Supplied material:
• • • • • • •

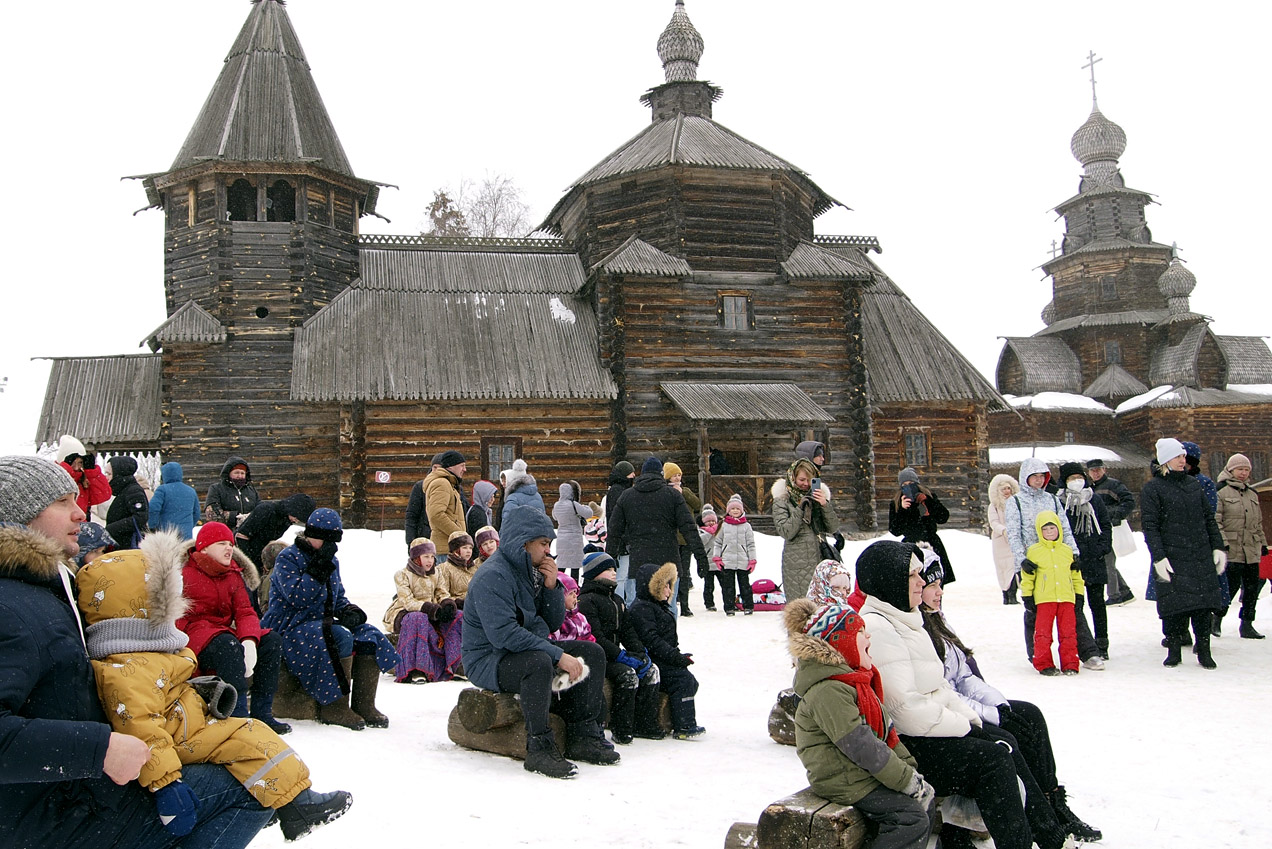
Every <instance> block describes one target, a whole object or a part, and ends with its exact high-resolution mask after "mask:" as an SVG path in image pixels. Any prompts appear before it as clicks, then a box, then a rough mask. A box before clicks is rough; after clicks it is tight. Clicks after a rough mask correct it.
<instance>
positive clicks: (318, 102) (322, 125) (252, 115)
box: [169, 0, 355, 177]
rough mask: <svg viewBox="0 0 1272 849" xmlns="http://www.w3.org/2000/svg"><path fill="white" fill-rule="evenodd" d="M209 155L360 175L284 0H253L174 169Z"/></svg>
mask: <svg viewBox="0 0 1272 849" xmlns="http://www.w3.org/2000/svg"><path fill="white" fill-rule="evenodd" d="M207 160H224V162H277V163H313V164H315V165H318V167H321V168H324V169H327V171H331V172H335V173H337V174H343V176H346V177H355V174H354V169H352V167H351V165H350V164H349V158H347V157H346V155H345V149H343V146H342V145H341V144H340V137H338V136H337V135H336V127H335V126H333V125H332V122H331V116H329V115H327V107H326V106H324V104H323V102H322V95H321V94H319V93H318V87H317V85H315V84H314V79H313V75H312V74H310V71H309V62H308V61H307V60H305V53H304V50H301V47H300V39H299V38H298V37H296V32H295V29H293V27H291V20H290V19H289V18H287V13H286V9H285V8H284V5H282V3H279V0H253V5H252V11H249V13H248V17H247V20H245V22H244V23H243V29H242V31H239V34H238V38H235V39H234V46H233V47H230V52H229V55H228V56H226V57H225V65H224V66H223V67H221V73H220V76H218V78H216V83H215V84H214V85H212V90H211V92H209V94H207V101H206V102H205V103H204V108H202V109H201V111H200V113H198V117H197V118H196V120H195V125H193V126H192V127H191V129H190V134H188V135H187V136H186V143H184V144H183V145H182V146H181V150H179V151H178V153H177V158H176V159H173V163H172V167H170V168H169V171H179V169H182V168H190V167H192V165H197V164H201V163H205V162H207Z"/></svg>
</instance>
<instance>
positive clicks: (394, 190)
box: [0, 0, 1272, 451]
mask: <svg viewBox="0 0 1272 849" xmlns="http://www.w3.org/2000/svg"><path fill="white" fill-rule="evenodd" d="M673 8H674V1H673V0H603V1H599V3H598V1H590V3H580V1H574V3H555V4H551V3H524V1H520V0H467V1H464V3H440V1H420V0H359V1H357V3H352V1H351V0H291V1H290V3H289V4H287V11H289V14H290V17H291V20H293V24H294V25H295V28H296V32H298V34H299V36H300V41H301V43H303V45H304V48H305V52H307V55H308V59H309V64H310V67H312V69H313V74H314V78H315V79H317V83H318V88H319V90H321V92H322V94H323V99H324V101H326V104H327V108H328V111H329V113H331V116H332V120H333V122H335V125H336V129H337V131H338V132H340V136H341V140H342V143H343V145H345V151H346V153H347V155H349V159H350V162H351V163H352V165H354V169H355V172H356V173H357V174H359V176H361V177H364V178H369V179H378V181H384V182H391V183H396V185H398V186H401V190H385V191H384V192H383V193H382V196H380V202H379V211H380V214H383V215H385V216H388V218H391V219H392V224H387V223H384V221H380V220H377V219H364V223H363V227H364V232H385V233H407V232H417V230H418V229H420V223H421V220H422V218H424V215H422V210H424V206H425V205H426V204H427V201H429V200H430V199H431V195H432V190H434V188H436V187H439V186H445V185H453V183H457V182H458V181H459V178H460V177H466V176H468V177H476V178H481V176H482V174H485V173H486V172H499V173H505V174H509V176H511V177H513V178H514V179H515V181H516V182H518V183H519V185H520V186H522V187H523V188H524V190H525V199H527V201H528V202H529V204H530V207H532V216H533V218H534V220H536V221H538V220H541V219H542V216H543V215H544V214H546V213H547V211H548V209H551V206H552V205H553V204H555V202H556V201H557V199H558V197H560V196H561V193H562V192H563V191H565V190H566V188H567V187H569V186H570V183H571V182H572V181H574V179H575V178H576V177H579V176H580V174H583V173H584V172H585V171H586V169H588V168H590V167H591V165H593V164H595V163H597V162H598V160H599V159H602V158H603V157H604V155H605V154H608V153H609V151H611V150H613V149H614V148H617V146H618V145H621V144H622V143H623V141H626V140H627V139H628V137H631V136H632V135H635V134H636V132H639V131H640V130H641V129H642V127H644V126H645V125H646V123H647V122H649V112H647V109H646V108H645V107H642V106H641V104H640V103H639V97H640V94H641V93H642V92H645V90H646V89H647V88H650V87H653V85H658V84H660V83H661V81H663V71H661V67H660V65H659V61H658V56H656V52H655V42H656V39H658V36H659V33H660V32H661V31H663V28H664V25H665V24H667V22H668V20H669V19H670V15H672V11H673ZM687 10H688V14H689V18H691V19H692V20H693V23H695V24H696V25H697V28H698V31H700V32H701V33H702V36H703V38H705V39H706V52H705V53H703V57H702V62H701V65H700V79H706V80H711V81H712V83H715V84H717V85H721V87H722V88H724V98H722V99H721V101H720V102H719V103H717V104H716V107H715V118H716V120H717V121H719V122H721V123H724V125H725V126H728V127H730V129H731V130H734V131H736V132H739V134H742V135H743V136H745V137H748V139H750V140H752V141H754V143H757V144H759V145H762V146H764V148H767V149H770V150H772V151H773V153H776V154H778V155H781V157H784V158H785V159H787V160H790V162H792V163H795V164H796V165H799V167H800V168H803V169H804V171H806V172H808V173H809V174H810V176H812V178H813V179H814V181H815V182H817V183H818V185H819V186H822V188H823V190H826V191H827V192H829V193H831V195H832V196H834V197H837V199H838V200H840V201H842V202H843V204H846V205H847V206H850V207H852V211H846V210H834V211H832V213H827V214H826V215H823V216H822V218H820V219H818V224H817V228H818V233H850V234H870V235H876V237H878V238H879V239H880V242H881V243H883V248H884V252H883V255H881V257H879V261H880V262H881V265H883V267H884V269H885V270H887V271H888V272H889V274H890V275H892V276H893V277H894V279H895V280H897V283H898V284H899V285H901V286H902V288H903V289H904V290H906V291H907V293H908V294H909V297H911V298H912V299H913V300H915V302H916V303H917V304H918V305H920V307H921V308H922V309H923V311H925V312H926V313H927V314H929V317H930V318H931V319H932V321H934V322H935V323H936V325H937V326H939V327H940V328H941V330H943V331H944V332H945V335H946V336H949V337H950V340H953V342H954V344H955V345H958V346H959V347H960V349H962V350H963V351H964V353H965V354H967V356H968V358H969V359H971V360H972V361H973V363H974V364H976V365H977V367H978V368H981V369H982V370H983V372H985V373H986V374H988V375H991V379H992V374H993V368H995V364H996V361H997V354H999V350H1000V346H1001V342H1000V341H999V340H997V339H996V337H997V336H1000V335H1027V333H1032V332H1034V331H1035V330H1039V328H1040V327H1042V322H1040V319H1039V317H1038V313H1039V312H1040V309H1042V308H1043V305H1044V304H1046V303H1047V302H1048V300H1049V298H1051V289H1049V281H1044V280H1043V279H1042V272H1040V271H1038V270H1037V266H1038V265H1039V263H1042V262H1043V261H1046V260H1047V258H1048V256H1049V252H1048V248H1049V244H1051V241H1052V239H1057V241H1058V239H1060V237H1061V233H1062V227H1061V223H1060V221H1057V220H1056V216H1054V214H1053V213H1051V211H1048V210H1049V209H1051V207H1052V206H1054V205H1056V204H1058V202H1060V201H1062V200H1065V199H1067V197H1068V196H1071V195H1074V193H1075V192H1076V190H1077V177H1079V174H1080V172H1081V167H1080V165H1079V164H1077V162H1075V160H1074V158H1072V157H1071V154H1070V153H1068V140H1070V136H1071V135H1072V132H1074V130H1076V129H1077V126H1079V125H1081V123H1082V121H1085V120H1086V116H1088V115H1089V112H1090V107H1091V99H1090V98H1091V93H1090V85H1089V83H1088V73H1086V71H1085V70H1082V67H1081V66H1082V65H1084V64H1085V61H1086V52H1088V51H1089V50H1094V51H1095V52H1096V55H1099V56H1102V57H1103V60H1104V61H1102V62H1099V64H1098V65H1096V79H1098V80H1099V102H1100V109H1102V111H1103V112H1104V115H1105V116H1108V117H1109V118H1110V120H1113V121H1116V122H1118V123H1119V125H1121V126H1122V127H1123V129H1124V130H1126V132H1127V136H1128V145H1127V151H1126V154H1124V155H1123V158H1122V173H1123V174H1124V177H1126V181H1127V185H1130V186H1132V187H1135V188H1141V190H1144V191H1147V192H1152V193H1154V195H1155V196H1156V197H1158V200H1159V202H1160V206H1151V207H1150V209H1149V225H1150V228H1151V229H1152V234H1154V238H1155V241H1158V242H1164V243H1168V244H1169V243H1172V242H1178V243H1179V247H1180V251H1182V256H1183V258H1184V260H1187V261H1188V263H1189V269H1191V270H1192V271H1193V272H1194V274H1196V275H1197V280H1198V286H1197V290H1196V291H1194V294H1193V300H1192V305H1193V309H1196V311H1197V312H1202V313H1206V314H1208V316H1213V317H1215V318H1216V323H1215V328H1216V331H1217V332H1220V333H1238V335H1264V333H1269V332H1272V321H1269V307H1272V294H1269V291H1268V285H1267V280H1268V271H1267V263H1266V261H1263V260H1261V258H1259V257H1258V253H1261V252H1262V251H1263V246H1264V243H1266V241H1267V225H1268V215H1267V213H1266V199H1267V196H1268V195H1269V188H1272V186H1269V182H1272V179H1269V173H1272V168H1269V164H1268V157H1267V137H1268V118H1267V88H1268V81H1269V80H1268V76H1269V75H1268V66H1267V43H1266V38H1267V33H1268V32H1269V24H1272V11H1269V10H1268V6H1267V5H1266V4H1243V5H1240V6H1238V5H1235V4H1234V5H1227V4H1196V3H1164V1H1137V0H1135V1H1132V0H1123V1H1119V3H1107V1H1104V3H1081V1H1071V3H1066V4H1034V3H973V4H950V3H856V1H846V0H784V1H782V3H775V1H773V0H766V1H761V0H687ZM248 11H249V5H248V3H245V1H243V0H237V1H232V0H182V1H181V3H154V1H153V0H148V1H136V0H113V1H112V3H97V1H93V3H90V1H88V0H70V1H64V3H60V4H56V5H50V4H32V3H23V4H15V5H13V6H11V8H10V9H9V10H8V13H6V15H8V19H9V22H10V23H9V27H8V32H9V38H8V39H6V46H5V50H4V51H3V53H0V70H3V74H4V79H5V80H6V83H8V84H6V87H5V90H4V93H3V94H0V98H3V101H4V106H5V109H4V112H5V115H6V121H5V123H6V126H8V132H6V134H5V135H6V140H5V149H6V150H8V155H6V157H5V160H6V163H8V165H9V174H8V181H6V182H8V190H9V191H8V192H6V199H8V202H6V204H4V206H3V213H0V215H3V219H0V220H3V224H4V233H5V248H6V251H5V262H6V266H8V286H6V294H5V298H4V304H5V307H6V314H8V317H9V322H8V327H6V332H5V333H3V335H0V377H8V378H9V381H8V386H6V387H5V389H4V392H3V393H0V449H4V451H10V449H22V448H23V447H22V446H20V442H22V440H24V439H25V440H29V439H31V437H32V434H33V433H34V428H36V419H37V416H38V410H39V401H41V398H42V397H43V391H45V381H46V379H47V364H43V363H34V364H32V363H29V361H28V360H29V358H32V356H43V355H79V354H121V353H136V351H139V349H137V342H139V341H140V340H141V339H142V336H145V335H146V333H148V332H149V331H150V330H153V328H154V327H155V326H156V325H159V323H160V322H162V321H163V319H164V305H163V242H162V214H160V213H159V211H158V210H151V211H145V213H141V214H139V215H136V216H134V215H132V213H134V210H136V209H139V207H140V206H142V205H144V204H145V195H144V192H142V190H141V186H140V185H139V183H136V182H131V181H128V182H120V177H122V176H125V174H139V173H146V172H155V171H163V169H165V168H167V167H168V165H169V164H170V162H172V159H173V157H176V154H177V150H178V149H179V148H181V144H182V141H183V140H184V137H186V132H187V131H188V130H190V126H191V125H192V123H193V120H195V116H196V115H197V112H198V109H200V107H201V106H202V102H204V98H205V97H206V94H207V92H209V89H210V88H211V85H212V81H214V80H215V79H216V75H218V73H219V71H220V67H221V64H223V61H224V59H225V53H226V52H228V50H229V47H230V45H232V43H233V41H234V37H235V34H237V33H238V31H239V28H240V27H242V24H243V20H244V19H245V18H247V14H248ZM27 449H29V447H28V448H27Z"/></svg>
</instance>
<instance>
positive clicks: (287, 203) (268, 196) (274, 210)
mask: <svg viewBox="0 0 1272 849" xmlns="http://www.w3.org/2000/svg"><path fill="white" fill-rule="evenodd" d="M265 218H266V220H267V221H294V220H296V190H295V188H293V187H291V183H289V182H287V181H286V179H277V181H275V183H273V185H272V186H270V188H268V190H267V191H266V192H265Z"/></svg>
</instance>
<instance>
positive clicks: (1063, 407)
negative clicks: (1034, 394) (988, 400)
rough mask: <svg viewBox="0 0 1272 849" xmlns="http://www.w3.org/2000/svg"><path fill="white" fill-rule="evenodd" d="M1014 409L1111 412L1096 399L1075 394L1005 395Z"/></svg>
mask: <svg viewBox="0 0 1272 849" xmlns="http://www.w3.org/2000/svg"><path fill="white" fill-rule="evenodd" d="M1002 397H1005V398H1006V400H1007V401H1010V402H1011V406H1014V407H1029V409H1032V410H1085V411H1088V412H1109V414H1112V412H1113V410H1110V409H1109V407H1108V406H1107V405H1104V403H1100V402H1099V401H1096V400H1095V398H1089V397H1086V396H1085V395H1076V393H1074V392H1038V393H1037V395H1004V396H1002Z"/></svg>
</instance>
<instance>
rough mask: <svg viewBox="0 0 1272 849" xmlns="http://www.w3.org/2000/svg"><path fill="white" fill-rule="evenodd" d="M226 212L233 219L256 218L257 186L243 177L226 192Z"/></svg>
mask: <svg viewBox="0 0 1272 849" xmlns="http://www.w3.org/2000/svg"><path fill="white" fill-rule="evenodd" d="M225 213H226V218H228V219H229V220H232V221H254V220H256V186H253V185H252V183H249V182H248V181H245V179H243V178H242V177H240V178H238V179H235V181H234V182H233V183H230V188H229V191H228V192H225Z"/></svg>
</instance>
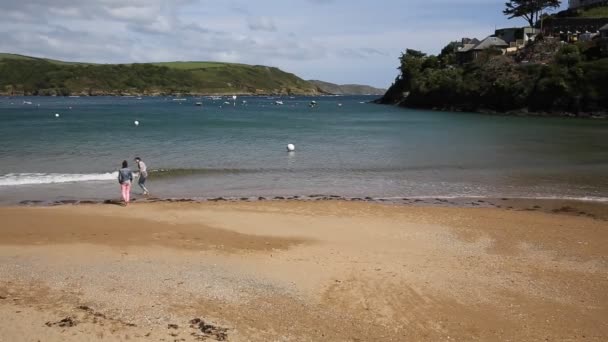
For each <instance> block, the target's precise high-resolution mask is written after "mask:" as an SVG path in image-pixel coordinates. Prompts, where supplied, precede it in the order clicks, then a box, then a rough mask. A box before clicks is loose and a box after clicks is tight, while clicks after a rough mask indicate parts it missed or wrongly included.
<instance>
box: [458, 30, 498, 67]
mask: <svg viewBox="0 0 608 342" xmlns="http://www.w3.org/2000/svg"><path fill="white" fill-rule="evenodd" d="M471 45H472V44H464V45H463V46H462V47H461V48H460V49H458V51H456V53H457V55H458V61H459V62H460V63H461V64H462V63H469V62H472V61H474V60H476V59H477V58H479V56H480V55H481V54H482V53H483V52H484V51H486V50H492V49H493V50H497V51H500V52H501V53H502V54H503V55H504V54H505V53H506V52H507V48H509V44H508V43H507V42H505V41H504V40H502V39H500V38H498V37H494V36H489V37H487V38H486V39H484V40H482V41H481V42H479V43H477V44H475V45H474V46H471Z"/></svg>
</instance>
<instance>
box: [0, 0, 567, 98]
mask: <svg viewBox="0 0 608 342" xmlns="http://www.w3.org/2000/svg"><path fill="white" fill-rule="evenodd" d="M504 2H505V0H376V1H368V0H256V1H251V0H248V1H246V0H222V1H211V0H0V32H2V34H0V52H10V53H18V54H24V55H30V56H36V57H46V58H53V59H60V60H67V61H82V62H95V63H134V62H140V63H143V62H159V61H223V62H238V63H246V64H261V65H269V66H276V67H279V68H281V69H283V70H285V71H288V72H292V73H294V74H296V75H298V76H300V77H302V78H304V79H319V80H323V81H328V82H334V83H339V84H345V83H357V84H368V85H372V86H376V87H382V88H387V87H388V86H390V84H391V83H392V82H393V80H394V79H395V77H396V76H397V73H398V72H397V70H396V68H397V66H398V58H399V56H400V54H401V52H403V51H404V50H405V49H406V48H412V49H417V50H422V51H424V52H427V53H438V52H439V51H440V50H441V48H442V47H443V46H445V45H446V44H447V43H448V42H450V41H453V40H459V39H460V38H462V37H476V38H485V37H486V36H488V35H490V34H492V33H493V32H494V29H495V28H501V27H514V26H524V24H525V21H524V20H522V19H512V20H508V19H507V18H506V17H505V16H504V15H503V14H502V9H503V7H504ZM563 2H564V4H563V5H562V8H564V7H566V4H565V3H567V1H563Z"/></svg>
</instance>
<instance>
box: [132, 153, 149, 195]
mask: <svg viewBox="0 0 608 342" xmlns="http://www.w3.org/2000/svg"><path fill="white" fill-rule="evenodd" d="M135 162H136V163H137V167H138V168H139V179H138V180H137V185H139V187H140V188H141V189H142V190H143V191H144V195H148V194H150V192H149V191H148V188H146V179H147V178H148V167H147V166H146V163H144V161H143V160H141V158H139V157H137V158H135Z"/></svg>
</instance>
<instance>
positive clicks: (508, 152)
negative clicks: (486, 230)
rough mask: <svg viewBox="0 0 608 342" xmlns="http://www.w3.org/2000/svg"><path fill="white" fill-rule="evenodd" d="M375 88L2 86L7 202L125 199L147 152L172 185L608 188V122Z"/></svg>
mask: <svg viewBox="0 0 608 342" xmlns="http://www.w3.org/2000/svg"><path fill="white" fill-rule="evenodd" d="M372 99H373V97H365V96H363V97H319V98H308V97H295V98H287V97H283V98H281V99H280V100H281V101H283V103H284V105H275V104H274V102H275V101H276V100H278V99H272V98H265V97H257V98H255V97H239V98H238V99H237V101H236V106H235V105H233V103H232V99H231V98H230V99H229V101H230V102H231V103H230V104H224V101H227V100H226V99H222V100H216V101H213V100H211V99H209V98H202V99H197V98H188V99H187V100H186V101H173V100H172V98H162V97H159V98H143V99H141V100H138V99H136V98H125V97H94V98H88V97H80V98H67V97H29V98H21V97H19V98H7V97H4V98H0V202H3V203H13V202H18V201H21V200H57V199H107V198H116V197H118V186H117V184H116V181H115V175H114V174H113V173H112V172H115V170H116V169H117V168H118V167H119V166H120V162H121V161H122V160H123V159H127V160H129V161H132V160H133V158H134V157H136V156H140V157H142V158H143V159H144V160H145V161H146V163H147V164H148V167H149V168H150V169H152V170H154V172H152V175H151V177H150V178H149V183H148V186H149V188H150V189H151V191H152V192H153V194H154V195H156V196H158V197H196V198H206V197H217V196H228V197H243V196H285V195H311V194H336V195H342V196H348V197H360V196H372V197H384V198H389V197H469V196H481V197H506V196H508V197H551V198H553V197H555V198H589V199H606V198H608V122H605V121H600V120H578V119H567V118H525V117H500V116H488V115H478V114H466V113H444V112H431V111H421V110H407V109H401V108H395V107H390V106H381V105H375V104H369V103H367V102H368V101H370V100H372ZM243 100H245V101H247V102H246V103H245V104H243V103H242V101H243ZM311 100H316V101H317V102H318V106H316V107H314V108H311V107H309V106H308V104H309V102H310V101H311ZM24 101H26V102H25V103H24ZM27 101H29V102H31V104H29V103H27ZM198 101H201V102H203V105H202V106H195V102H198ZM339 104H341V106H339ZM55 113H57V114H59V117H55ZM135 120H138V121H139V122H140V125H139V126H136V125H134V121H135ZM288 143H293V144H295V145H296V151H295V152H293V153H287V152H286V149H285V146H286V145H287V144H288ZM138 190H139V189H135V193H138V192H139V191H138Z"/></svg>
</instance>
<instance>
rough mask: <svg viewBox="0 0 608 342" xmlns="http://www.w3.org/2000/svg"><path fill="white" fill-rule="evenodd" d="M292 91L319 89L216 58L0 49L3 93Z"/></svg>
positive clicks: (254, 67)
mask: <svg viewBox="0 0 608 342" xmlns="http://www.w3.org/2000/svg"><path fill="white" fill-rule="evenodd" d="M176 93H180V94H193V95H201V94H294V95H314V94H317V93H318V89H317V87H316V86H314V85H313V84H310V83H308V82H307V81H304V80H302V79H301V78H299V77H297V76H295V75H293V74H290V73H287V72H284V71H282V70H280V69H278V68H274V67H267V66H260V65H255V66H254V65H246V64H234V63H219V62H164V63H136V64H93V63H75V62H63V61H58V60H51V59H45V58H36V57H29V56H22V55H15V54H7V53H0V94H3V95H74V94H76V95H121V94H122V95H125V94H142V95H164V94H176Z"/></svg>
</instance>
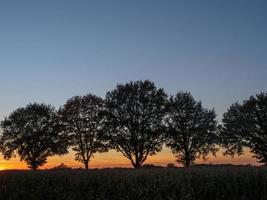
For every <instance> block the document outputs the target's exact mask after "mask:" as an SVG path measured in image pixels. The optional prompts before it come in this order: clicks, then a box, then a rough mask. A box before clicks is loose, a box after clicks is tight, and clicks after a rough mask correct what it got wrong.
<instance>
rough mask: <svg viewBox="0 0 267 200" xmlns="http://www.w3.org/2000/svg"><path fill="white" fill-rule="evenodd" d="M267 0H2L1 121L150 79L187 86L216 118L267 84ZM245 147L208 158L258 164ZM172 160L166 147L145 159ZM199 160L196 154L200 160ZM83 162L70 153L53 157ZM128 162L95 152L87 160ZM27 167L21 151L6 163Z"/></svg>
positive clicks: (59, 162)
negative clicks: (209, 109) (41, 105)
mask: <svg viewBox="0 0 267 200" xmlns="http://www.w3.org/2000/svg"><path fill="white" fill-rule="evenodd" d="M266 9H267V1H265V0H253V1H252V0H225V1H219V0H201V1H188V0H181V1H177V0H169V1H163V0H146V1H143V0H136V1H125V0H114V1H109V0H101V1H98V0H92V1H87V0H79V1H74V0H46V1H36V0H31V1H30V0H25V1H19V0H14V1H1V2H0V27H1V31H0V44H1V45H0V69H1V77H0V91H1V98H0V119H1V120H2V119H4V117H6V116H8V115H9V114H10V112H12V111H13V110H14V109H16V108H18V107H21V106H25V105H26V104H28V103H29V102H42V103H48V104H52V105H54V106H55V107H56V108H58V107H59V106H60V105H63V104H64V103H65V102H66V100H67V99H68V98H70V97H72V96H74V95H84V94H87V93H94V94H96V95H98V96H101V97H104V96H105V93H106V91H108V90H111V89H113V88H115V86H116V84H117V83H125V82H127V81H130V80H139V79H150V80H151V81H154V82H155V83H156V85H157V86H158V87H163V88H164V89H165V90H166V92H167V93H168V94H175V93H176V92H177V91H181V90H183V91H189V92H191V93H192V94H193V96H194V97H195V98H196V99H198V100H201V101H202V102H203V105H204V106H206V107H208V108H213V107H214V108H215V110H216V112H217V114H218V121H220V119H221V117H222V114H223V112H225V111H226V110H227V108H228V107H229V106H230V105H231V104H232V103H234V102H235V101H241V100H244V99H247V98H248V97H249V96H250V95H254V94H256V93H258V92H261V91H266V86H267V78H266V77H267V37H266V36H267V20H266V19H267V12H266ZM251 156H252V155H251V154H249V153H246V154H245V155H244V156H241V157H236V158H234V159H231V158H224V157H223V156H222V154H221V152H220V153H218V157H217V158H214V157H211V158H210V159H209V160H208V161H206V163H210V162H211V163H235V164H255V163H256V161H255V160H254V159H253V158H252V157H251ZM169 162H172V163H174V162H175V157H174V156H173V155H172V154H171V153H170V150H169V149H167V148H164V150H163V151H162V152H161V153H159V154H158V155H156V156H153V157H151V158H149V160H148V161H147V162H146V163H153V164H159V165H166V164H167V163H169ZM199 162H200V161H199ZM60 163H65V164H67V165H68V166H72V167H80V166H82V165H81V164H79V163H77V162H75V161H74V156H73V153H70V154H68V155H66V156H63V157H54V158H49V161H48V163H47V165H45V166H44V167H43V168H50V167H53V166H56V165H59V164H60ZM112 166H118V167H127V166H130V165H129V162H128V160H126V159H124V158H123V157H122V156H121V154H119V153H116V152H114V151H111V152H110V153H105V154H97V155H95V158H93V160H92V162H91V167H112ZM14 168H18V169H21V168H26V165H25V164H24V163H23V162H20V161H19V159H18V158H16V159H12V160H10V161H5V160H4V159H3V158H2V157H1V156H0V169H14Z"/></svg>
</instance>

• • • • • • •

Work instructions:
Find the word "exact" in the data and copy out each line where it turns up.

Output for this exercise:
Every <instance> block describes one target, a whole object or a part, and ends with its exact high-resolution mask after "mask:" as an SVG path in image pixels. Any prompts appear before it as clicks, then a box, then a rough mask. A box before clicks is rough; after clicks it is tight. Clicks after a rough mask correct it.
For every <instance> block the document outputs the target's exact mask after "mask:" as an SVG path measured in image pixels. The optional prompts before it come in this order: clicks, then a box, then a rough mask. A box before clicks is loose, a box after clicks is tight, and clicks after a rough mask correct what it got wrong.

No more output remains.